── Provided entries
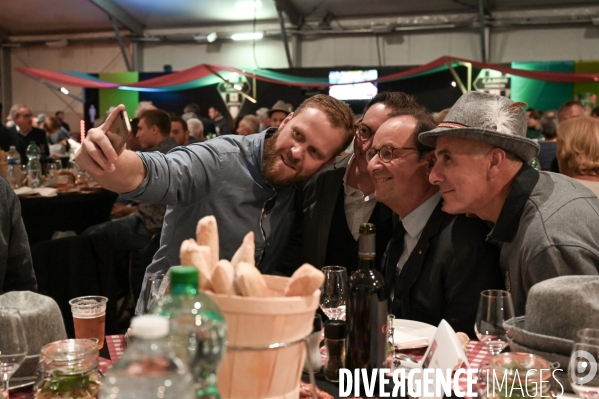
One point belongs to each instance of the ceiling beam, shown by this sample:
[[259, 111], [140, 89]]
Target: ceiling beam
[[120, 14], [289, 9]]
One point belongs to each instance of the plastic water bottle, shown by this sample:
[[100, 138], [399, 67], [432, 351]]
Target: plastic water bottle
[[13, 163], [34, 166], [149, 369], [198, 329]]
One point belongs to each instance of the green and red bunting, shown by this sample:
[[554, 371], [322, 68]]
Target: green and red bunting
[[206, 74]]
────
What you need to do: Arrange the lines from the one containing "One point belongs to each instance of the plastic" through the one containing "[[13, 163], [34, 166], [149, 369], [198, 329]]", inclusive, as a JSON list of strings with one string per line and blank lines omitted.

Response to the task:
[
  "One point belongs to each instance of the plastic water bottle, shown by this sample:",
  "[[100, 138], [399, 67], [432, 351]]",
  "Target: plastic water bottle",
  "[[13, 163], [34, 166], [149, 369], [198, 329]]"
]